** START OF Page extract **

I did homework and went to a bonfire and had a long lovely dinner with a friend of mine who I enjoy immensely but don’t often get to spend quality time with due to opposite schedules and majors and social circles and whatnot. So that was lovely. I also was able to see the friend I was disappointed at not seeing last week. So that was lovely as well. Reunions all around and my desires to see certain people were satisfied (thank GOD I was going insane). Maybe a little too satisfied in a certain perspective. I just hope that the intense time spent together will pull us closer together rather than further apart.

I honestly do not know how I am going to continue with this blog. I swear to those of you who might care about the words I mindlessly spew on this computer screen that I will do my best to keep track of my thoughts and life on here as much as possible. I know writing more often and practicing the fine art of shaping thoughts into words and transferring them from my black hole mind to paper -slash-screen was a big goal of mine for this year, hence the creation of this blog. But when there are such things as 7:30 am classes and sleep, it’s really hard to see it as a priority in the moment. Same goes for homework and boys and crying over them in equal amounts; clearly MUCH more important than writing about said experiences. Right? Right? WRONG! I ACTUALLY LEGITIMATELY SUCK AT THIS SO HARD.

But that’s not too surprising, actually… Soooo, instead of talking about you know, important and thought inducing  topics like sex, self-respect, social constructions, injustice, and inequality (aka all things relevant to this weekend in one way or another) I’m gonna go to sleep.

– Jade Alexandra

Petition for 3 Day Weekends Every Weekend

All I can say is THANK GOD it’s almost Friday. After just three more  measly classes tomorrow it’ll be the freakin weekend. So thanks to Martin Luther King Jr. for the much needed 3 day break. This has been the longest strangest week of my life. I didn’t expect the adjustment back to the daily grind of school life to be this difficult. Well, the social part has been relatively easy. But my body isn’t used to the early mornings and late nights and my brain isn’t used to having to focus on lectures and do homework. I need this break so bad.

** END OF Page extract **
** START OF Records provided **

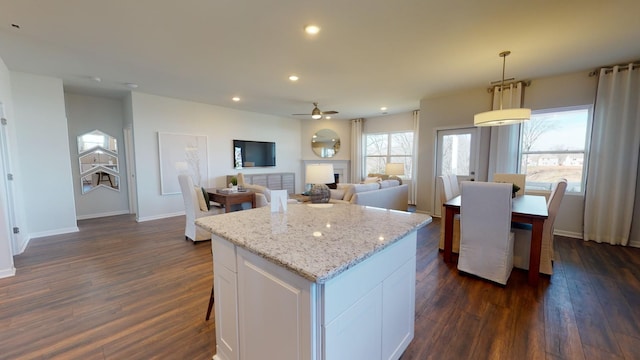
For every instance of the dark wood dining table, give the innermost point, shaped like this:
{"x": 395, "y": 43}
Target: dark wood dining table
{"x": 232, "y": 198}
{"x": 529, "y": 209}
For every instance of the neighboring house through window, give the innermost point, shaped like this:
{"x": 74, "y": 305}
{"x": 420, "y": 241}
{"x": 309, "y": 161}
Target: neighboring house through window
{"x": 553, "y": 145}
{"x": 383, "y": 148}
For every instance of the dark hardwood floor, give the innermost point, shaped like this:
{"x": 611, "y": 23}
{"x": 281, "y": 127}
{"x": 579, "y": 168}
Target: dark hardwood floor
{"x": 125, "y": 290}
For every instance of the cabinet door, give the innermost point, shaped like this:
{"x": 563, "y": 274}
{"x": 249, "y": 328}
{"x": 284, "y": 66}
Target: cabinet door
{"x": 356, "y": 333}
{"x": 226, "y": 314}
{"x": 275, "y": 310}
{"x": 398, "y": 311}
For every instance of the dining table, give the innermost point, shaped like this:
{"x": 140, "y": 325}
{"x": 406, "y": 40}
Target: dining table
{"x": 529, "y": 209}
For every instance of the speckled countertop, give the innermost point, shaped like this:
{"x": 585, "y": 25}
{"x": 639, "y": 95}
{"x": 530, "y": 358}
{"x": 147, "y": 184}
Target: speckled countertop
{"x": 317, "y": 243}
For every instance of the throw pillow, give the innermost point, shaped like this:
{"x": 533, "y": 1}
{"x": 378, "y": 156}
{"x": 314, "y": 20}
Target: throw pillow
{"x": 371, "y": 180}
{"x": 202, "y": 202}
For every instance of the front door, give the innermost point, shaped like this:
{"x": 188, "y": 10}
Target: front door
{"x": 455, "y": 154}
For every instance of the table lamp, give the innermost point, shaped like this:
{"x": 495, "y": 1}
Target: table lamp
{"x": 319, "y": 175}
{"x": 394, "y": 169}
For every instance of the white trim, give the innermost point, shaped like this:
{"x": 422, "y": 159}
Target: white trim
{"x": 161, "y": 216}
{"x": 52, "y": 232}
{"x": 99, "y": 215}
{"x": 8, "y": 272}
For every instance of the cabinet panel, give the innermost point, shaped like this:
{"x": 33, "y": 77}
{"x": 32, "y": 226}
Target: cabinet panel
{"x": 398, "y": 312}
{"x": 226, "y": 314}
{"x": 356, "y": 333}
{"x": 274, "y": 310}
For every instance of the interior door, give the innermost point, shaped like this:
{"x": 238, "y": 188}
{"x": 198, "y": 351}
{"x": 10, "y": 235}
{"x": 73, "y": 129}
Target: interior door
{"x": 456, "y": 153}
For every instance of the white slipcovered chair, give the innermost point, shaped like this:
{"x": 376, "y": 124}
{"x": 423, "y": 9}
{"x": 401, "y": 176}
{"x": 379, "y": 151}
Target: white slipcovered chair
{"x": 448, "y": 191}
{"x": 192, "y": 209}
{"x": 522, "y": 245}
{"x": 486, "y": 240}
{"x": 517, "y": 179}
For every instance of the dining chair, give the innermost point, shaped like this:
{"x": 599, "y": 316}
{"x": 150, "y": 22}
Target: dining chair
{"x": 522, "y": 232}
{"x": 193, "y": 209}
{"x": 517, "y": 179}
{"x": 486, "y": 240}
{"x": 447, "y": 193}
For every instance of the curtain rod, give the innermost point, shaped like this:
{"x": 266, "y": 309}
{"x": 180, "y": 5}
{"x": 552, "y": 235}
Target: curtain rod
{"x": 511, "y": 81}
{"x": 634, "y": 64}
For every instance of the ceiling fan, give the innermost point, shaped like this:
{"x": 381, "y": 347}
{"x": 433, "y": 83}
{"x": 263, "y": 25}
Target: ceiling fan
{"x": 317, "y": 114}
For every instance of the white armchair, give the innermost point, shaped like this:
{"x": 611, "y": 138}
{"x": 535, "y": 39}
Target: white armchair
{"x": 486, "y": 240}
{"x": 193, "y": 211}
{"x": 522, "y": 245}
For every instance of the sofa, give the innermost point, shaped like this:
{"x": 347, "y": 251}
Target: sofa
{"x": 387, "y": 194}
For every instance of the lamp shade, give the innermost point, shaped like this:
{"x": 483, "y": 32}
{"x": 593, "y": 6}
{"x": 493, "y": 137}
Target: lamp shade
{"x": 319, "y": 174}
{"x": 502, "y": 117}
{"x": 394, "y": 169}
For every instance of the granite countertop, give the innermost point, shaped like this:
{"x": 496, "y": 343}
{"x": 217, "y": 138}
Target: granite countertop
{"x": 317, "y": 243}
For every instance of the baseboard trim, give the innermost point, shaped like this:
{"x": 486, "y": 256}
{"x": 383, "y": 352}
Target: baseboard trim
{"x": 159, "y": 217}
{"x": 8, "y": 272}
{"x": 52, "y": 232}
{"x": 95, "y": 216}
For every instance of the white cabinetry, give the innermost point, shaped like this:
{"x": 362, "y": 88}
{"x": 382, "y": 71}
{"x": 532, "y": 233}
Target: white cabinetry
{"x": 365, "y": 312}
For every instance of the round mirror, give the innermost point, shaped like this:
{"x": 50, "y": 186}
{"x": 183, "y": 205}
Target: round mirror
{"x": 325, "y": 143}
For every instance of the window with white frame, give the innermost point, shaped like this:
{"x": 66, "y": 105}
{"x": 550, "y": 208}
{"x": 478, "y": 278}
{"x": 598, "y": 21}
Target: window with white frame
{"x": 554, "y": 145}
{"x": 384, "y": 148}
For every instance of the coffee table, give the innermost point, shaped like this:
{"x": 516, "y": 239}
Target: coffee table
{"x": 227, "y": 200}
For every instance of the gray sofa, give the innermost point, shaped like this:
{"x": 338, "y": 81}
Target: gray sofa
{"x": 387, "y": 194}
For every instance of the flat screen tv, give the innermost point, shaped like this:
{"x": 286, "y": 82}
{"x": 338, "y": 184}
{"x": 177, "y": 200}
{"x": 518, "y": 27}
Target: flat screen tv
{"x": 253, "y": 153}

** END OF Records provided **

▶ **Exercise prompt**
According to the blog excerpt, whom does the writer thank for the three-day break? The data shown here was taken from a different source than the blog excerpt.

▶ **Solution to the problem**
Martin Luther King Jr.